(Entries from a pointing dataset)
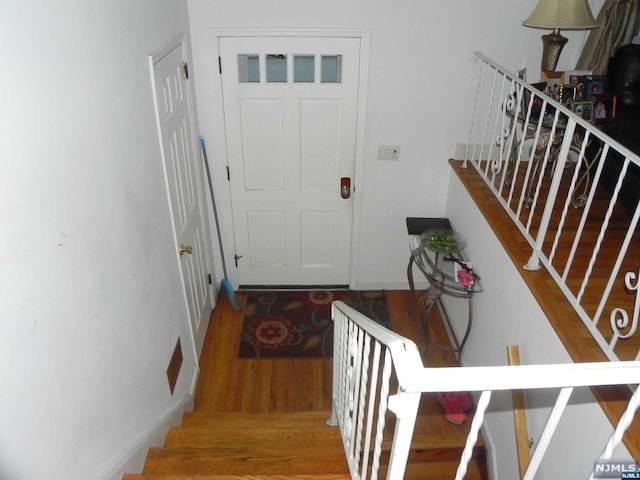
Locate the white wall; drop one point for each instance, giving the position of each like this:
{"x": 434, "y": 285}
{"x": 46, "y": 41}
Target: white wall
{"x": 420, "y": 93}
{"x": 506, "y": 313}
{"x": 89, "y": 285}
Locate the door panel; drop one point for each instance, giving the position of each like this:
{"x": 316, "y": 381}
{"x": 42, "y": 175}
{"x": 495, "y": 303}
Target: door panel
{"x": 185, "y": 183}
{"x": 291, "y": 109}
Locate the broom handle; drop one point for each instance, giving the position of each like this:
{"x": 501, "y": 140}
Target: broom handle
{"x": 519, "y": 416}
{"x": 213, "y": 203}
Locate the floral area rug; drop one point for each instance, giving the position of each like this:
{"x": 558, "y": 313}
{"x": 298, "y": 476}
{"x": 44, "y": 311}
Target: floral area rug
{"x": 286, "y": 324}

PROBLEM DESCRIPTION: Arrange every line of the items above as a Markdown table with the columns "No." and "Entry," numbering the rows in order and skipping blank lines. Leave the pictures out of the table.

RESPONSE TO THE EXERCISE:
| No. | Entry |
|---|---|
| 1 | Locate the white wall; drop one point for each instance, giving the position of each like this: |
| 2 | {"x": 434, "y": 285} |
| 3 | {"x": 46, "y": 41} |
| 4 | Target: white wall |
| 5 | {"x": 420, "y": 93} |
| 6 | {"x": 506, "y": 313} |
| 7 | {"x": 89, "y": 285} |
| 8 | Locate the door panel; drop one point for each instance, giving the position of each like this: |
| 9 | {"x": 316, "y": 381} |
| 10 | {"x": 42, "y": 175} |
| 11 | {"x": 495, "y": 303} |
| 12 | Target: door panel |
| 13 | {"x": 185, "y": 183} |
| 14 | {"x": 291, "y": 109} |
| 15 | Locate the broom handle; drop one point for each instance, giving the position of each like this: |
| 16 | {"x": 501, "y": 140} |
| 17 | Target: broom handle |
| 18 | {"x": 519, "y": 416} |
| 19 | {"x": 213, "y": 203} |
| 20 | Locate the floral area rug; drop one point for each instance, giving the position of each like this: |
| 21 | {"x": 558, "y": 313} |
| 22 | {"x": 298, "y": 476} |
| 23 | {"x": 44, "y": 311} |
| 24 | Target: floral area rug |
| 25 | {"x": 286, "y": 324} |